▸ **提供文章**:
最初の頃は、僕がFANTAという名前を広げなきゃいけないって、いろんな人たちから言われていたし、自分でもそれが役目だって言い聞かせながら活動をしていたので大変な部分はありました。いつの間にか自分一人で背負ってしまっているように感じていた時期もありましたね。

だけどそこからメンバー全員で主演のドラマ(『マネキン・ナイト・フィーバー』2020年放送)をやれるようになったり、それぞれにみんながドラマ、映画、舞台と経験をするようになって、その役目を分担できるようになったので、肩の荷が下りたというか、すごく楽になりました。

ただ楽にはなったけど、(アーティスト活動と俳優業の両立は)自分が始めたことでもあるから、そこでは一番になっておきたいという気持ちもあります。

それは昔からあって、LDHで役者をやるからには、劇団(EXILE)のメンバーにも負けたくないと思っていたし、自分にしかできない役で、コンスタントに作品に呼ばれる俳優でありたいと思っています。だから手は抜かないです。

ラブシーンって何度やっても難しい

撮影/小嶋文子

――大樹さんの中で、俳優活動とアーティスト活動はどのようにすみ分けているのですか。

スイッチは全然違いますね。FANTAやEXILEとして活動をしているときは、やっぱりグループとして見られることが多いので、FANTAだったらリーダーとしての発言や立ち回りをしなくちゃいけないとか、そういうことを考えています。

逆に俳優のときは、個人として、一人の人間として見られることが多くなるので、「どうせアーティストが芝居やってんだろう?」って思われないように、いち俳優としてそこに居られるようになりたいと思っています。

ただクレジットには必ず(EXILE / FANTASTICS)という名前を入れてもらえるようにお願いをしていて、そこではグループを背負っている気持ちもあります。

だからその現場で僕が何かヘマをしたら、グループの評価に直結すると思うから、そこには常に危機感と責任感を持ってやっています。それは他のメンバーも思っているとは思いますけど、僕はその想いがより強いですね。

――康祐を通して、これまで自分になかった感情を知れたとおっしゃっていましたが、それも俳優活動での魅力であったりしますか。

そうですね。やっぱり演じる役によって、終わったあとに得るものは全然違います。悩めば悩むほど得るものも大きいとも思います。今回もいい経験になったと思うことがたくさんありました。ラブシーンって何度やっても難しいなって思ったり。

撮影/小嶋文子

――ラブシーンの難しさってどんなところですか。他のシーン以上に見せ方や動きに制限がありながら、かつ感情も乗せないといけないと思うので、難しいんだろうなと想像はするのですが。

そうなんです。海外であればインティマシーコーディネーター(性的なシーンの制作において、性にまつわる専門的な知識をもとに、演技やメンタルケアに携わるスタッフ)の方がいて、監督が求める画をどのようにしたら実現できるのかを事前にディスカッションしてくれて、俳優には最低限の負担でやるというのがあるんですけど、日本ではまだその資格を持っている方自体が少数で、システム的に確立されていないんです。

▸ **依頼内容**:
上の俳優業とアーティスト活動をめぐるインタビューを、最後の文のあとから続けて書いてください。

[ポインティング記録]
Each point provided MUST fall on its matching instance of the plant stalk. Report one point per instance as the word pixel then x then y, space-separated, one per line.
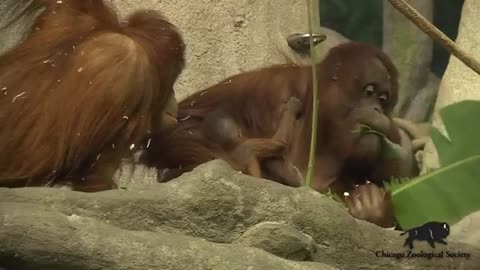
pixel 313 139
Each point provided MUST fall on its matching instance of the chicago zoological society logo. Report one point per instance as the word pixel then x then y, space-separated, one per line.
pixel 431 232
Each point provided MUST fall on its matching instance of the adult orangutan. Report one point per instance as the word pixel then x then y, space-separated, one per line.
pixel 82 91
pixel 357 86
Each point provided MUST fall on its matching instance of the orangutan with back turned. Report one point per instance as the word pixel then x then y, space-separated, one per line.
pixel 82 91
pixel 357 86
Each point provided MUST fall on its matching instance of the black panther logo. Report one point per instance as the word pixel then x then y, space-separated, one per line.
pixel 431 232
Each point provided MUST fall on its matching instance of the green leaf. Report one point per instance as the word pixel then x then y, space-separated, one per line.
pixel 446 195
pixel 450 193
pixel 463 133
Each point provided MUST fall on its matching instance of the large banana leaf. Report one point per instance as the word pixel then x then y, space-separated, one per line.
pixel 451 192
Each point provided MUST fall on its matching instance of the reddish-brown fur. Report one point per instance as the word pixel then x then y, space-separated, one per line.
pixel 254 101
pixel 82 88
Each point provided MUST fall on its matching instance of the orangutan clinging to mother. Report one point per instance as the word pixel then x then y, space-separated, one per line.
pixel 82 91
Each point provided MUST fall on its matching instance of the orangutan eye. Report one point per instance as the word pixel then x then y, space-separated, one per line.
pixel 383 97
pixel 369 90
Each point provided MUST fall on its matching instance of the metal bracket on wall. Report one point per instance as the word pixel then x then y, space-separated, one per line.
pixel 301 42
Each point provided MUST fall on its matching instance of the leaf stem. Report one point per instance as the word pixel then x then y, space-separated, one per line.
pixel 313 140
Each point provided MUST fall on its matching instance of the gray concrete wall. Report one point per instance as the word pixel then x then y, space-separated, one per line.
pixel 459 82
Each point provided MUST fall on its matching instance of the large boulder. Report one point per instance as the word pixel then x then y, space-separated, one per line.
pixel 211 218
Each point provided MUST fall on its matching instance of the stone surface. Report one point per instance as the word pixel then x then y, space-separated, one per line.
pixel 213 217
pixel 459 82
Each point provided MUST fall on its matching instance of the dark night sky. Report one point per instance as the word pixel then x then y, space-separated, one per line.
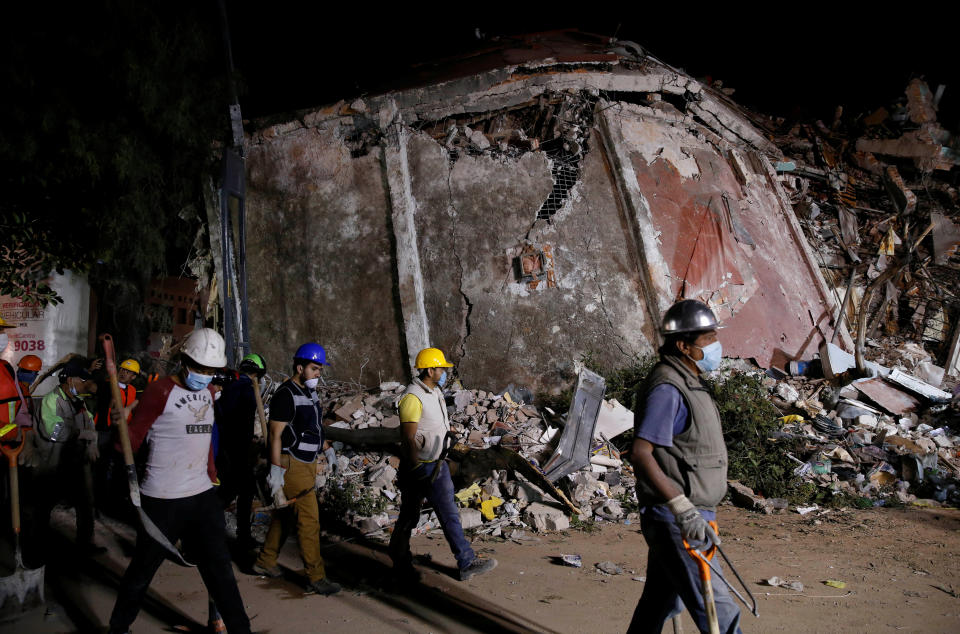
pixel 297 55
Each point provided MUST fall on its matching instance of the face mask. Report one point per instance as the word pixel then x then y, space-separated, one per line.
pixel 196 382
pixel 711 357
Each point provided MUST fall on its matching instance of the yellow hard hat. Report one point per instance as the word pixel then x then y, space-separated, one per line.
pixel 431 358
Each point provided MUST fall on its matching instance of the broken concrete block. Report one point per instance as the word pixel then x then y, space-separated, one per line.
pixel 462 398
pixel 470 518
pixel 345 412
pixel 787 392
pixel 613 420
pixel 391 422
pixel 545 518
pixel 867 420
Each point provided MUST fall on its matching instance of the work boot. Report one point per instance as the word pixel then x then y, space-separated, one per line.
pixel 477 567
pixel 273 571
pixel 405 573
pixel 323 587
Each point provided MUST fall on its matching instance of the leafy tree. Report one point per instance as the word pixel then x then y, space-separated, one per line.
pixel 110 120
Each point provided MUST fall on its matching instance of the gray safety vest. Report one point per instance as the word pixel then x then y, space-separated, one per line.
pixel 433 425
pixel 697 461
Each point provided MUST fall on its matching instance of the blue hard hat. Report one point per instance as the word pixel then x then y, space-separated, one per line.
pixel 312 352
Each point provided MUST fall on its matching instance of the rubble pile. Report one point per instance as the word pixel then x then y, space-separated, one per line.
pixel 876 196
pixel 899 451
pixel 363 425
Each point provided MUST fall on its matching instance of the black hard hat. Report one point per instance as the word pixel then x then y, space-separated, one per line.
pixel 688 315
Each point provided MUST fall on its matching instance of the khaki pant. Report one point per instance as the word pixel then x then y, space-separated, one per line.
pixel 298 482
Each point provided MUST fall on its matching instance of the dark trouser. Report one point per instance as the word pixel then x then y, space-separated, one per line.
pixel 236 468
pixel 416 485
pixel 72 478
pixel 672 577
pixel 198 520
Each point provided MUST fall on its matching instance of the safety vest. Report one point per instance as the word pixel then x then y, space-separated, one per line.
pixel 10 396
pixel 128 394
pixel 433 425
pixel 303 436
pixel 697 461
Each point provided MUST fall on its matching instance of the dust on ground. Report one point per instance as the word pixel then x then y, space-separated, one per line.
pixel 900 568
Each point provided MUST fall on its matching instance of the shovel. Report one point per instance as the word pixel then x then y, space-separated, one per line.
pixel 24 588
pixel 151 529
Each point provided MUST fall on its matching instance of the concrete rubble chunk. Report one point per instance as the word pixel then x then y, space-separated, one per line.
pixel 470 518
pixel 744 497
pixel 545 518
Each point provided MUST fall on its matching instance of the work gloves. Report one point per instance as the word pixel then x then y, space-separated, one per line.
pixel 275 480
pixel 693 526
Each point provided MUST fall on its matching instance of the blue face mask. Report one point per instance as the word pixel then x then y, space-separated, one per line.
pixel 196 382
pixel 711 357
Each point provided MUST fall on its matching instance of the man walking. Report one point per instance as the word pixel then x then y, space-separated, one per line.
pixel 67 449
pixel 424 473
pixel 178 493
pixel 680 460
pixel 295 442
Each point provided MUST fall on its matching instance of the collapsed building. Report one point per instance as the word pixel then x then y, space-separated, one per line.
pixel 538 202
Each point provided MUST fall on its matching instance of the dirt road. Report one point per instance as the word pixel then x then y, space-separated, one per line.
pixel 900 567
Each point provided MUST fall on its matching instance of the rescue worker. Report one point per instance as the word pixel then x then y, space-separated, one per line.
pixel 424 473
pixel 28 369
pixel 178 492
pixel 295 440
pixel 236 412
pixel 66 448
pixel 680 460
pixel 109 475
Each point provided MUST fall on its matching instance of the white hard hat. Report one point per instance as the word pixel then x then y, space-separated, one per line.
pixel 206 347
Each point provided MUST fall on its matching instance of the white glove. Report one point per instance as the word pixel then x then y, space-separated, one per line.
pixel 275 479
pixel 331 457
pixel 693 527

▸ **最終結果**:
だから役者頼りのところが多くて、軽い手順だけを決めて、あとは本番でお願いしますということも多いから大変ですが、そういうことをこの年齢で経験できたことは、いろいろ鍛えられたと思うし、その分、強くなれたと思います。

――日本はそういうケアの面で遅れているところも多くて、でも作品自体は増えてもいるので、なかなか簡単なことではないと聞きます。負担を感じて体調を崩す場合もあるとか。

僕もそういう話は耳にするので、それは自分自身も気を付けないといけないとは思っています。自分ができないと思うことは伝えることも大事だと。けど、それだけの覚悟を持って挑んでいる作品でもあるので、いろんな人に観ていただきたいですし、結果として何かを残したいと考えています。

――そういう責任感を持って作品に挑んでくださる方だからこそ、制作側にも大樹さんに任せたいという気持ちが生まれるのではないでしょうか。

それはうれしいとは思いますけど、自分が気づかないうちにそういうところを背負っている部分もあるなとは思います。

今がFANTAとして大事な時期

撮影/小嶋文子

――大樹さんは周りから頼られている印象があるのですが、逆に大樹さんが悩みを抱えたときはどうしているのですか。

幼なじみには何でも包み隠さず話しています。小中高とずっと一緒で、同じタイミグで上京してきて、今も同じマンションに住んでいるんです。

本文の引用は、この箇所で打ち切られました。